Work instruction: Leave the images aside and output every entry exactly.

[Dataset]

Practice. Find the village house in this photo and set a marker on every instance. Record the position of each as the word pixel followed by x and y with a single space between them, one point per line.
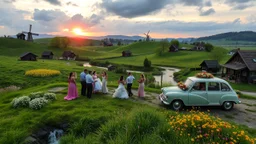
pixel 211 66
pixel 21 36
pixel 47 55
pixel 126 53
pixel 111 67
pixel 233 51
pixel 241 67
pixel 173 48
pixel 69 55
pixel 28 56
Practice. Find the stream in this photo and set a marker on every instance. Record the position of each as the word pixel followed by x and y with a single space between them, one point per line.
pixel 167 74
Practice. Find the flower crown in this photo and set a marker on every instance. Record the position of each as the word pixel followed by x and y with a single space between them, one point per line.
pixel 204 75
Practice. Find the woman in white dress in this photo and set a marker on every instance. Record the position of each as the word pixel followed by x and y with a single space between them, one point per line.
pixel 97 83
pixel 121 92
pixel 104 82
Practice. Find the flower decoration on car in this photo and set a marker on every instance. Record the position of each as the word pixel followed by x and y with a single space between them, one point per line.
pixel 182 86
pixel 204 75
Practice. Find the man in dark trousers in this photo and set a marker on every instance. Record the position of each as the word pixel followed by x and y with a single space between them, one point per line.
pixel 129 81
pixel 89 82
pixel 83 82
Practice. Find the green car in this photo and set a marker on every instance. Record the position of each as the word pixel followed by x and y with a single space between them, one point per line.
pixel 200 92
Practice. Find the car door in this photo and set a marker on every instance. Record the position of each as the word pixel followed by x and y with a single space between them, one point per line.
pixel 198 94
pixel 214 93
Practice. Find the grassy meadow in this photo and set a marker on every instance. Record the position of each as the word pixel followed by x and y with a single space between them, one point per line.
pixel 103 119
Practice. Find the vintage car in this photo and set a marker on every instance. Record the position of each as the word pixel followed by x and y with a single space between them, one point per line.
pixel 200 92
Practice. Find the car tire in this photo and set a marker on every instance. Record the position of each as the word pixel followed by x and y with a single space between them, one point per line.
pixel 177 105
pixel 227 105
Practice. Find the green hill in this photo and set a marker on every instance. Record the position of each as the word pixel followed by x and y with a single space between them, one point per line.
pixel 249 36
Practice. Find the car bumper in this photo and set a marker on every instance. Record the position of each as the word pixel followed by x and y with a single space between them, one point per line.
pixel 162 98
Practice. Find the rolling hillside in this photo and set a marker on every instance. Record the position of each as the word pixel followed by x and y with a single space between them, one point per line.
pixel 248 36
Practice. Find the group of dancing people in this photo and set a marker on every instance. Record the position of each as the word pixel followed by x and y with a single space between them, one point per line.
pixel 91 83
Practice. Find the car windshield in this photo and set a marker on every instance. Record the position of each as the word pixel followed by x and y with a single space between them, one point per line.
pixel 188 83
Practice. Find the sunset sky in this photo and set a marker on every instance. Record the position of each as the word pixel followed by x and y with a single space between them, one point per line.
pixel 164 18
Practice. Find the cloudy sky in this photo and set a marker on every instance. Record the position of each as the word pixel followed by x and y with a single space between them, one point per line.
pixel 164 18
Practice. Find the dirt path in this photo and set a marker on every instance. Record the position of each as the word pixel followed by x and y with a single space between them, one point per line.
pixel 244 113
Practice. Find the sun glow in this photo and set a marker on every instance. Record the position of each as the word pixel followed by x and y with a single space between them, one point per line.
pixel 79 31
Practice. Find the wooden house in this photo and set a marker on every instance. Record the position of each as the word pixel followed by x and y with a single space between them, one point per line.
pixel 211 66
pixel 173 48
pixel 28 56
pixel 69 55
pixel 111 67
pixel 241 67
pixel 47 55
pixel 21 36
pixel 126 53
pixel 233 51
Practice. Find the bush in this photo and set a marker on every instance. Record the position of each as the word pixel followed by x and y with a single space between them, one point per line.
pixel 34 95
pixel 20 102
pixel 50 96
pixel 37 103
pixel 121 70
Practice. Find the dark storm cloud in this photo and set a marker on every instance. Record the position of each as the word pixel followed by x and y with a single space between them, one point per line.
pixel 207 12
pixel 133 8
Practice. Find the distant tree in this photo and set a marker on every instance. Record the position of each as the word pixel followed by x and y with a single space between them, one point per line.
pixel 147 63
pixel 175 42
pixel 119 43
pixel 60 42
pixel 164 46
pixel 208 47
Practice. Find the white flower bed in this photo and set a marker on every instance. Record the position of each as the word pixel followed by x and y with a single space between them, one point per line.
pixel 35 100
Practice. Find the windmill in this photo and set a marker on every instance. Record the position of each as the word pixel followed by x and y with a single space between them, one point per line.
pixel 29 34
pixel 147 36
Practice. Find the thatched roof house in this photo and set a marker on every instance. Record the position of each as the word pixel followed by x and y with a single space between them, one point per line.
pixel 241 67
pixel 28 56
pixel 47 55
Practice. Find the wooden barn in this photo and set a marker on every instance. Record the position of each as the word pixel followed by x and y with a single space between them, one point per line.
pixel 126 53
pixel 69 55
pixel 21 36
pixel 241 67
pixel 211 66
pixel 173 48
pixel 47 55
pixel 28 56
pixel 111 67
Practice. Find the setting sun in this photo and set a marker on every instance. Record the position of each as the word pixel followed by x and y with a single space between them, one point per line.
pixel 78 31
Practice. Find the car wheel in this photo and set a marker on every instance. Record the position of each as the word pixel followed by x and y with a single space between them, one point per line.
pixel 177 105
pixel 228 105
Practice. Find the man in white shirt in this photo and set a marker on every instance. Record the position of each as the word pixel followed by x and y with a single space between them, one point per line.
pixel 129 81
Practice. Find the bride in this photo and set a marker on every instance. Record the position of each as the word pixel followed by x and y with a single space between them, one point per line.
pixel 121 92
pixel 97 85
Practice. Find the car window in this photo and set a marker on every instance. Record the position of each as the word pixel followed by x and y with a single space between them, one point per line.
pixel 213 86
pixel 199 86
pixel 224 87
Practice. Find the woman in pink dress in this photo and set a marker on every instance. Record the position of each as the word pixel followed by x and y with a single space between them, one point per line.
pixel 72 89
pixel 141 86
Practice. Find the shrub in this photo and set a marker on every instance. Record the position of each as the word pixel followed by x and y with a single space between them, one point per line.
pixel 121 70
pixel 34 95
pixel 20 102
pixel 50 96
pixel 37 103
pixel 42 73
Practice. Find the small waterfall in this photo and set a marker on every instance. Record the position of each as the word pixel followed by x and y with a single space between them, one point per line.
pixel 54 136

[/Dataset]

Exercise response:
Practice. Find the village house in this photo and set a marker on every instance. Record the position of each as the word pixel followed by x and y with a single space between them, one point per line.
pixel 211 66
pixel 21 36
pixel 47 55
pixel 126 53
pixel 111 67
pixel 233 51
pixel 241 67
pixel 173 48
pixel 69 55
pixel 28 56
Practice. Find the stream in this photo and set a marker on every instance. Record the position of each as the word pixel followed by x and y with a single space between them, one point per line.
pixel 167 74
Practice. Find the flower crown in this photo and set a marker on every instance. Record the position of each as the word pixel followed by x and y with a single space between them, one point per line.
pixel 204 75
Practice. Find the woman in white dress in this photo and set a marker on every instance. Record the position of each as the word pixel followed by x and y with a single space between them, one point per line.
pixel 97 83
pixel 121 92
pixel 104 82
Practice. Find the flower decoration on car in this photo and set a marker on every instance. Record the position of each as the word pixel followed by x and y with a single space between them, one point per line.
pixel 182 86
pixel 204 75
Practice. Find the man in dark trousers in this photo and set a marker on every instance. Record the position of each as the word pixel followed by x and y with a single space between them, one point per line.
pixel 129 81
pixel 89 82
pixel 83 82
Practice. Find the green car in this photo and set a marker on every instance. Record the position of each as the word pixel followed by x and y with a single space between them, one point per line.
pixel 200 92
Practice. Find the car door in this photo and set a marker on every instance. Record the position of each as the word pixel followed by x and y with a single space between them, one point per line.
pixel 198 94
pixel 214 93
Practice. Find the grassy meadow in this photo and set a marker on every instance. Record the position of each as the word pixel followed by x and y with a single space between them, one point per line.
pixel 103 119
Practice. Find the vintage car in this photo and set a marker on every instance. Record the position of each as the word pixel followed by x and y with a single space between them, one point per line.
pixel 200 92
Practice. Find the car tire in this photo and set a marker on every instance. Record the position of each as the word pixel followed by x and y with a single space between them, one point per line.
pixel 177 105
pixel 227 105
Practice. Find the green hill in this photo and set a marker on every instance. Record the position of each as the word pixel followed by x and y with a single space between them, one point per line.
pixel 249 36
Practice. Find the car bumper in this photo and set a marker on every instance. Record the position of each as the word pixel followed by x and y with a single space between them, one point per line.
pixel 162 98
Practice. Find the rolling hillside in this photo and set a marker on every instance. Record the position of each as the word pixel followed by x and y with a single space between them, one point per line.
pixel 248 36
Practice. Find the group of dancing people in this photo and set a marker on every instance. Record the position of each as the word pixel followed by x and y with a single space between them, one point per line.
pixel 91 83
Practice. Find the car windshield in this photo and set a marker on every instance. Record the position of each as the word pixel followed by x and y with a single space between them, one point per line.
pixel 188 83
Practice. Find the sunset sky in this photo and set a marker on every instance. Record the position of each as the word pixel followed by x and y with a single space between them, one point per line.
pixel 164 18
Practice. Find the cloudy sky in this photo and set a marker on every instance. Record the position of each as the word pixel followed by x and y with a single space between them, one point per line.
pixel 164 18
Practice. Find the dirt path in this photo and set a marker on every instance. Record the position of each as the word pixel followed by x and y with a single space between them, one point per line.
pixel 244 113
Practice. Find the sun glow in this photo and set a marker on every instance. Record the position of each as the word pixel followed by x and y with a single space between them, one point per line.
pixel 79 31
Practice. Find the wooden house in this photo and set a marker on every instance. Record the position of each as the word pixel followed by x and y with a single space between them, one point per line.
pixel 211 66
pixel 173 48
pixel 28 56
pixel 69 55
pixel 111 67
pixel 241 67
pixel 47 55
pixel 21 36
pixel 126 53
pixel 233 51
Practice. Find the bush in this photo and set a marker on every instance. Record the position of each as the word pixel followed by x and y with a single space between them, one point per line.
pixel 34 95
pixel 20 102
pixel 50 96
pixel 37 103
pixel 121 70
Practice. Find the dark storm cloud in this photo and set a marker on every instance. Record the position of each as the word pixel followed by x and y with a single space between them, one point per line.
pixel 207 12
pixel 133 8
Practice. Find the distant tree in this photo and set a marker on every instance. Record the position of each as the word pixel followed by x and y with a single space between them, one point per line.
pixel 147 63
pixel 175 42
pixel 119 43
pixel 60 42
pixel 164 46
pixel 208 47
Practice. Find the white flower bed in this photo and set a marker on every instance. Record the position of each as the word pixel followed by x and y with a single space between them, one point per line.
pixel 35 100
Practice. Find the windmill in this photo and set a marker on every instance. Record the position of each as the word pixel followed by x and y with a single space between them, one point per line.
pixel 29 34
pixel 147 36
Practice. Find the thatched roof house in this photo and set a marker on every instance. Record the position of each as the word pixel followed by x and y with a single space between them, one point per line.
pixel 241 67
pixel 28 56
pixel 47 55
Practice. Find the wooden barn in this photo and set a marker on every instance. Record the position of each as the word pixel followed by x and y with a single space between them, one point per line.
pixel 126 53
pixel 69 55
pixel 21 36
pixel 241 67
pixel 211 66
pixel 173 48
pixel 47 55
pixel 28 56
pixel 111 67
Practice. Find the setting sun in this photo and set a marker on every instance. Record the position of each as the word pixel followed by x and y with a single space between them, one point per line.
pixel 78 31
Practice. Find the car wheel in this photo and set a marker on every instance. Record the position of each as the word pixel followed by x and y with a single space between them, one point per line.
pixel 177 105
pixel 228 105
Practice. Find the man in white shirt in this photo and set a marker on every instance. Record the position of each as the word pixel followed by x and y with a single space between them, one point per line.
pixel 129 81
Practice. Find the bride in this photo and set a marker on every instance. Record the position of each as the word pixel followed by x and y with a single space between them, one point per line.
pixel 121 92
pixel 97 85
Practice. Find the car window in this photo and set a marker on every instance. Record the position of each as the word pixel followed by x and y with a single space between them, one point per line.
pixel 213 86
pixel 199 86
pixel 224 87
Practice. Find the woman in pink dress in this photo and set a marker on every instance. Record the position of each as the word pixel followed by x and y with a single space between them, one point per line.
pixel 72 89
pixel 141 86
Practice. Find the shrub in this photo and set a marker on every instance. Record the position of each as the word pixel followed by x and y with a single space between them, one point per line.
pixel 121 70
pixel 34 95
pixel 20 102
pixel 50 96
pixel 37 103
pixel 42 73
Practice. Find the small waterfall in this photo and set a marker on every instance. Record the position of each as the word pixel followed by x and y with a single space between them, one point per line.
pixel 54 136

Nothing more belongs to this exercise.